Each line below should be quoted exactly, please.

▶ Saved entries
========================

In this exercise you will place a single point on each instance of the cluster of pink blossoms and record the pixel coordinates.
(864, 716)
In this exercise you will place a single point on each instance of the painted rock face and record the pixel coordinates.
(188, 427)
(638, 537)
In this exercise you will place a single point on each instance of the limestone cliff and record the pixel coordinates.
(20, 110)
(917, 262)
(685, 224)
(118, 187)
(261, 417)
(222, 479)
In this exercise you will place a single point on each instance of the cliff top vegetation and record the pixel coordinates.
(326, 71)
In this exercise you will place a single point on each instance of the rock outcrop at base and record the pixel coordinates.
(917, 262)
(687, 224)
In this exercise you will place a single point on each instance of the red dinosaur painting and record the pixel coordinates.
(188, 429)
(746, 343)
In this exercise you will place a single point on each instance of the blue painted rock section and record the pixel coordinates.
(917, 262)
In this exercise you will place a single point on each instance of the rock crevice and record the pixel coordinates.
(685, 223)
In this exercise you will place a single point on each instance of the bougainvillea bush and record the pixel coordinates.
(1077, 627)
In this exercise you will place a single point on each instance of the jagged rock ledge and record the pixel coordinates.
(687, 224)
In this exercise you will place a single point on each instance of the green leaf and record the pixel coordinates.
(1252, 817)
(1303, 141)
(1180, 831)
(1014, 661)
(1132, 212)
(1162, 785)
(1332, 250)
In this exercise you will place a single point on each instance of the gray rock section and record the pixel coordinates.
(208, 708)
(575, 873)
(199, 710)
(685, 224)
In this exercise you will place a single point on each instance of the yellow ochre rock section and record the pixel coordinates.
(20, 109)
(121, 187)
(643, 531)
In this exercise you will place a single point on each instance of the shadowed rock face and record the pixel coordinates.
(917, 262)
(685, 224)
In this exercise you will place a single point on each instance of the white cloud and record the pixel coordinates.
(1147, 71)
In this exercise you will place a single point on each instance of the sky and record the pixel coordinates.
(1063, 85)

========================

▶ RESULT OF THIS EXERCISE
In this exercise you will place a single point on each instance of the cluster of pink blossoms and record the pixel coordinates.
(864, 716)
In this exercise you will place a single point on each instance of the painted rock face and record the pixel coordinates.
(188, 427)
(638, 537)
In this exercise you will place a single point on each instance of the limestone cliff and record the pixel coordinates.
(20, 110)
(917, 262)
(685, 224)
(118, 187)
(261, 417)
(222, 479)
In this exercise you will place a single point on each instance of the cliff top vegetation and record the pixel coordinates.
(326, 71)
In this exercise you will place a single point on each instance of the rock outcrop at base and record the pixel coordinates.
(917, 262)
(687, 224)
In this exercise you will place a single point on each instance of the red dinosaur painting and record the pixel coordinates.
(188, 429)
(746, 343)
In this exercise you will place a single point on each instance of the blue painted rock section and record the pixel coordinates.
(917, 262)
In this exercise you will place a single point on each instance of the rock crevice and record the pixel coordinates.
(685, 223)
In this exercise you will place a single point on each instance of the bougainvillea bush and record the pixel coordinates.
(1077, 627)
In this exercise you will place a single point on each instance of the jagged rock ledge and record the pixel coordinates.
(687, 224)
In this exercise you will place a single point on each instance of the green leaf and record the pixel coordinates.
(1252, 817)
(1303, 141)
(1180, 831)
(1014, 661)
(1132, 212)
(1162, 785)
(1332, 250)
In this exercise you will place a single point on each instance of the gray rock section and record the pixel coordinates.
(208, 708)
(575, 873)
(199, 710)
(685, 224)
In this exercise you will place a single point on each instance of the yellow ochre rock section and record the pixel coordinates.
(20, 109)
(121, 187)
(643, 531)
In this exercise you will place a single point on each instance of the shadowed rock face and record the pixel coordinates.
(917, 262)
(685, 224)
In this exercise you will place a single point on each instance of the white cloud and record the pixel coordinates.
(1147, 71)
In this exercise you will place a single point on each instance of the sky and record the pixel coordinates.
(1063, 85)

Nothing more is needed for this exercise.